Word for word, reproduce every line of the data.

Source records>
────────────────────────────────────────

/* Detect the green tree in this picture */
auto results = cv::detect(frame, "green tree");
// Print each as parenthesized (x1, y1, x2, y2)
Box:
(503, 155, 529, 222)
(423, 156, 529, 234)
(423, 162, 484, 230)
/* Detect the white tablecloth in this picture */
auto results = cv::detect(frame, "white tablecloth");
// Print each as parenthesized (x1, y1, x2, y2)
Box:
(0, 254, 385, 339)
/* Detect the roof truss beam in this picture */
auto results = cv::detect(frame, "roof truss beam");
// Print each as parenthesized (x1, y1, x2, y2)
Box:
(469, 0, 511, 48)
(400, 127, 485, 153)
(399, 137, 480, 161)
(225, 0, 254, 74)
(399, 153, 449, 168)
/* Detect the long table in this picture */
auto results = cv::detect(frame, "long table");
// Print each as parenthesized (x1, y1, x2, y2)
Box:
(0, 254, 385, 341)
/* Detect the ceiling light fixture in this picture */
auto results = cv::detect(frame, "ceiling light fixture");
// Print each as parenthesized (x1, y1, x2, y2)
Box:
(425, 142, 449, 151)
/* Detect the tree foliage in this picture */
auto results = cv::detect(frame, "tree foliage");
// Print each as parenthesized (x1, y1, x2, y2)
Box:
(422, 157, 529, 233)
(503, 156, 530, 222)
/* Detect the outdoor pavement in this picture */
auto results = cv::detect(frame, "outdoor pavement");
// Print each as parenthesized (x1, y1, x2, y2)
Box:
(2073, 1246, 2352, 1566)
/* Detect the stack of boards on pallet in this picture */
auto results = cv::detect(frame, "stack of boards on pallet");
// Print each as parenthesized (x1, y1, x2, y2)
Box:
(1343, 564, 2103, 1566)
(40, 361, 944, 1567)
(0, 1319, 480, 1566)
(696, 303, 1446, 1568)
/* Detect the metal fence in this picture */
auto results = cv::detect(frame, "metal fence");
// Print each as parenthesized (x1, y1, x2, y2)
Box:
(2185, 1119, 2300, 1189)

────────────────────────────────────────

Task output>
/* Detect the green tree in this picture */
auto results = cv::detect(frame, "green tree");
// Print each as parenthesized (x1, y1, x2, y2)
Box:
(503, 155, 529, 222)
(423, 156, 529, 234)
(423, 162, 484, 230)
/* Detect the white tablecloth in this picture */
auto results = cv::detect(frame, "white tablecloth");
// Print each as parenthesized (x1, y1, x2, y2)
Box:
(0, 254, 385, 339)
/* Detect the roof truss beam in this picture */
auto results = cv::detect(frame, "roof truss beam");
// Print each as parenthesized (x1, y1, x2, y2)
Box:
(469, 0, 511, 48)
(400, 127, 485, 153)
(399, 137, 480, 161)
(225, 0, 254, 74)
(399, 153, 449, 168)
/* Detect the long table in this picture */
auto results = cv::detect(frame, "long table");
// Print each as parenthesized (x1, y1, x2, y2)
Box:
(0, 254, 385, 341)
/* Detect the ceiling light fixture in this picture */
auto results = cv::detect(frame, "ceiling light fixture");
// Print each as parenthesized (x1, y1, x2, y2)
Box:
(425, 142, 449, 151)
/* Detect the tree foliage in this picture */
auto results = cv::detect(frame, "tree foliage");
// Print each as parenthesized (x1, y1, x2, y2)
Box:
(422, 157, 529, 233)
(503, 156, 530, 222)
/* Detect the outdoor pavement in this picture */
auto results = cv::detect(frame, "outdoor pavement");
// Print each as parenthesized (x1, y1, x2, y2)
Box:
(2073, 1246, 2352, 1566)
/* Detect the stack of boards on pallet in this picture */
auto results = cv::detect(frame, "stack of boards on pallet");
// Print each as parenthesized (x1, y1, x2, y2)
Box:
(1343, 564, 2103, 1566)
(40, 361, 944, 1567)
(0, 1319, 480, 1566)
(696, 303, 1446, 1568)
/* Detect the metal fence in this picture */
auto results = cv::detect(frame, "metal fence");
// Print each as parenthesized (x1, y1, x2, y2)
Box:
(2185, 1119, 2300, 1189)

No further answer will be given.